IL BRANO:
----
4. La Plenitudo potestatis e la potestas assoluta
In una linea simile, alcuni hanno suggerito che la pienezza della potestà (plenitudo potestatis) del romano Pontefice significa che egli potrebbe sciogliere qualsiasi matrimonio. Un tale suggerimento non fa la necessaria distinzione tra la pienezza della potestà e la potestà assoluta.
La pienezza di potestà del romano Pontefice è al servizio della verità della dottrina e della disciplina della Chiesa. Il Santo Padre esercita il suo potere con totale obbedienza a Cristo e non può prendere provvedimenti contro la verità di Cristo, appellandosi ad una potestà assoluta e perciò arbitraria. Rimane vera anche per il romano Pontefice la disciplina contenuta nel Canone 1141 del Codice di Diritto canonico:
Can. 1141 - “Il matrimonio rato e consumato non può essere sciolto da nessuna potestà umana e per nessuna causa, eccetto la morte”. La stessa disciplina di diritto divino è contenuta nel Can. 853 del Codice delle Chiese orientali.5. Il rapporto tra dottrina e disciplina
Per quanto riguarda il processo canonico per la dichiarazione di nullità del matrimonio, è frequentemente asserito che cambiamenti nel processo possono essere introdotti senza intaccare in alcun modo la dottrina sull’indissolubilità del matrimonio. Ma è più che evidente che un processo inadeguato per arrivare alla verità sul matrimonio accusato di nullità, comporterebbe una mancanza del dovuto rispetto all’indissolubilità. Infatti negli Stati Uniti, dal 1971 al 1983, è stato concesso un processo molto semplificato con la riduzione della figura del difensore del vincolo e l’effettiva eliminazione della doppia sentenza conforme.
Con il tempo e non senza ragione, il processo per la dichiarazione di nullità del matrimonio è stato qualificato popolarmente come «divorzio cattolico». In altre parole, nella percezione comune, mentre la Chiesa dichiarava l’indissolubilità del matrimonio nella sua dottrina, nella prassi permetteva a parti tenute da un legame matrimoniale di sposarsi con un’altra persona, senza che fosse previamente dimostrata la nullità del vincolo matrimoniale precedente.
----
DATI FORNITI:
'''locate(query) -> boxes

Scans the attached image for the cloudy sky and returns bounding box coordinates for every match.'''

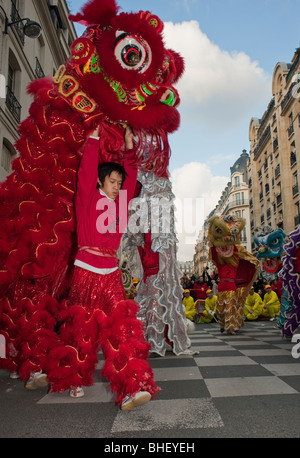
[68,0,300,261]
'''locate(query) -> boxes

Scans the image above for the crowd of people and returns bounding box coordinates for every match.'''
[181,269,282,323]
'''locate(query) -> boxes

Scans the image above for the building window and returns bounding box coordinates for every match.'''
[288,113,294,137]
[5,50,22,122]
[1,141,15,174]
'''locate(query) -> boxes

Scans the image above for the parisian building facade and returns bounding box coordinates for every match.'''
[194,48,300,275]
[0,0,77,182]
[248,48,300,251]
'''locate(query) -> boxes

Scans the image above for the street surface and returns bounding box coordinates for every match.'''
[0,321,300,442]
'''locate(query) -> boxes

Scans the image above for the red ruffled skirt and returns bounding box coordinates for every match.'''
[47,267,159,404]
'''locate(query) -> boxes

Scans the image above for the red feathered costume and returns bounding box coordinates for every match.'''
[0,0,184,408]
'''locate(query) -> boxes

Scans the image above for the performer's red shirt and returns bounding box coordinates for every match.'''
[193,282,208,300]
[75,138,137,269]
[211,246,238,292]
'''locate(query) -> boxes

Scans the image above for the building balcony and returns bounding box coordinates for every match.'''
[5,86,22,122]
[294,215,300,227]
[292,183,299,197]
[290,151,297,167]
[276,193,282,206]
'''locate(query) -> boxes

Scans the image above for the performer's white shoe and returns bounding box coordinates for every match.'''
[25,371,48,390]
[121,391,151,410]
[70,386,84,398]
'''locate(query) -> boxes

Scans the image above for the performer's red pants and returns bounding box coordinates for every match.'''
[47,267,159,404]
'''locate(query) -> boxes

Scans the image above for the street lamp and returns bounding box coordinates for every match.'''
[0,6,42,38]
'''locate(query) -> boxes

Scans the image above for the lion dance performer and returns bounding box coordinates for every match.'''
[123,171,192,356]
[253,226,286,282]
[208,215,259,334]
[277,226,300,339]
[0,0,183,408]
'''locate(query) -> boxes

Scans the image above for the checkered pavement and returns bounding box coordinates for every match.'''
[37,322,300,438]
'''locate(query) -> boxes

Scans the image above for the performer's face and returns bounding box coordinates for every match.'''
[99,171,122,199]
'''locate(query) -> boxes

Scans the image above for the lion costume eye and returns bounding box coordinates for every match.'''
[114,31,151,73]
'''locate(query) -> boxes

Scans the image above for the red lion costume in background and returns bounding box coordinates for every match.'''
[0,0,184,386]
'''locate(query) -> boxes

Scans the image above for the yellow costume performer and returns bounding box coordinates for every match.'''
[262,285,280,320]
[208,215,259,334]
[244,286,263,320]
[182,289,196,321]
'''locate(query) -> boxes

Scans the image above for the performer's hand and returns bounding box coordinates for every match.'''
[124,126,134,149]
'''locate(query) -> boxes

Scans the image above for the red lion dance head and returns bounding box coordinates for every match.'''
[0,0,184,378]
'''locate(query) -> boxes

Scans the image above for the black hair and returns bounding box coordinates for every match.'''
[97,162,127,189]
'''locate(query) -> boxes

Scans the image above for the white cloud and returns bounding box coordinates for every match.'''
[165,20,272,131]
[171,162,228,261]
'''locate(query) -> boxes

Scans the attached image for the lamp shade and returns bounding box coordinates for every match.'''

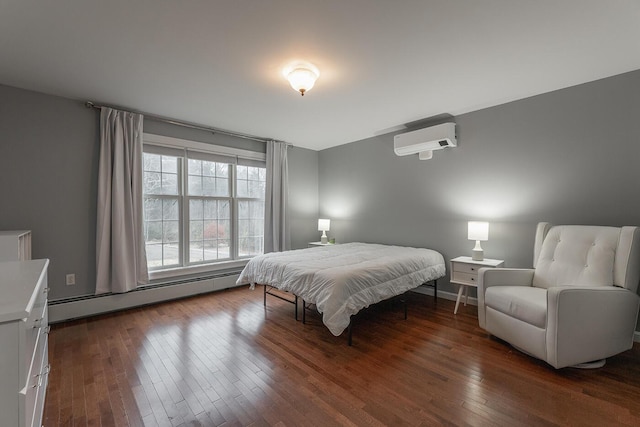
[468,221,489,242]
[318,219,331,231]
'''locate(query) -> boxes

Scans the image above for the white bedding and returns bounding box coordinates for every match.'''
----
COSA SI CHIEDE:
A - Nel brano, in quali anni è stato concesso negli Stati Uniti un processo molto semplificato?
B - Estrai dal brano, parola per parola, il passo che comincia con "Con il tempo" e prosegue fino a "vincolo matrimoniale precedente.".

RISPOSTE:
A - Dal 1971 al 1983.

B -
Con il tempo e non senza ragione, il processo per la dichiarazione di nullità del matrimonio è stato qualificato popolarmente come «divorzio cattolico». In altre parole, nella percezione comune, mentre la Chiesa dichiarava l’indissolubilità del matrimonio nella sua dottrina, nella prassi permetteva a parti tenute da un legame matrimoniale di sposarsi con un’altra persona, senza che fosse previamente dimostrata la nullità del vincolo matrimoniale precedente.